PASSAGE TO READ:
§
The burning issue of culture change

Jerry Buckinghams anti-corruption speech

“Denying climate change is stealing the future of our children just to make money now.”
~ Dr Jane Goodall

Among the many burning global issues we are faced with, there is a ‘carbon bell’ that tolls, currently ringing at the sound of billions of tonnes of carbon from fossil fuels that we fill our planet’s atmosphere with every year. Our air pollution is warming the planet up. This month the temperatures are 20°C above normal at the North Pole, and with climate deniers – in reality: fossil fuel industry puppets barely in disguise – increasingly taking over our parliaments and hijacking any rational climate action policy-making, at the same time as more and more worrying temperature data keep ticking in, indifference to this issue is no longer an option.

bill-mckibben-tweet-graph560

“Just a gentle reminder that if you’re not doing everything in your power to address climate change, you might want to rethink that approach.”
Tim Hollo


» Weather Underground – 18 November 2016:
Crazy Cryosphere: Record Low Sea Ice, An Overheated Arctic, and a Snowbound Eurasia


Time and culture
If we do not act on this emergency and get climate change under control in time before global warming’s runaway warming tipping points set in, then none of those many other tasks we generally keep ourselves so occupied with make any sense in our near future.

Climate tipping points occur when a natural system, such as the polar ice cap, undergoes sudden or overwhelming change that has a profound effect on surrounding ecosystems, often irreversible.

All this is pretty clear to at least a growing part of the world’s population. What is less obvious is that our two most serious challenges in this climatic thriller are not environmental.

Lack of time is one of them: We are running out of time. While things certainly are moving in the right direction many places, our slow speed and relatively low levels of action and engagement are nowhere near what is needed, society-wide, at this point and time.
§
Part of a data file:
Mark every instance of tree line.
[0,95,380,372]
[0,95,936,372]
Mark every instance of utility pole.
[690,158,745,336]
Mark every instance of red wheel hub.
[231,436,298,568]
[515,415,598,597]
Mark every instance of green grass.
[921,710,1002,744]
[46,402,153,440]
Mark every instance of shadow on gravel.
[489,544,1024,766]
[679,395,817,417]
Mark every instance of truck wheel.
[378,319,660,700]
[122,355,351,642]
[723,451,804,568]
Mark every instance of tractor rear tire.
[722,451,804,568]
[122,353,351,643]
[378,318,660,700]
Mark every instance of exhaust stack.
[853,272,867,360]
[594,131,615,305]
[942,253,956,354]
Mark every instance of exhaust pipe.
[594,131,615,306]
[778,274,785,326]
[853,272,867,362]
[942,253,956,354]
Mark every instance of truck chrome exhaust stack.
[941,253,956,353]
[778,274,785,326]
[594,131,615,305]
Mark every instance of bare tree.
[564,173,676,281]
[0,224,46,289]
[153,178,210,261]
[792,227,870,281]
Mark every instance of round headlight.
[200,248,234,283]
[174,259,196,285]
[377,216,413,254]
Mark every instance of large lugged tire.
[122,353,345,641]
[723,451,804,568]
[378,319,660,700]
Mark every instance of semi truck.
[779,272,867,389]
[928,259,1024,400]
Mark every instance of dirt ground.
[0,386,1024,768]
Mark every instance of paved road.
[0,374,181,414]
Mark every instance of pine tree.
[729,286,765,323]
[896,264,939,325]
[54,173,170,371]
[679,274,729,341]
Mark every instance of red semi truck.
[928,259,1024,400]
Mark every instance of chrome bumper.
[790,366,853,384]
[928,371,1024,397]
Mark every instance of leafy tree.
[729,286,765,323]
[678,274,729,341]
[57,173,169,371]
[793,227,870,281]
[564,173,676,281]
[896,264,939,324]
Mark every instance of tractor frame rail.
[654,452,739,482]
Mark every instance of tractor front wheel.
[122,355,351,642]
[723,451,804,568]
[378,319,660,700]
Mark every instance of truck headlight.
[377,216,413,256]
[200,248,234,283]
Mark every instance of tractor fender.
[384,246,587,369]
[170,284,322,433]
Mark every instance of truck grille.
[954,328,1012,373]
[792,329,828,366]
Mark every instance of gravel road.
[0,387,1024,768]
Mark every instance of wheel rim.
§
REQUIRED TASK: According to the climate change article, how far above normal are this month's temperatures at the North Pole? Please answer in one sentence.

FULL RESPONSE: This month's temperatures at the North Pole are 20°C above normal.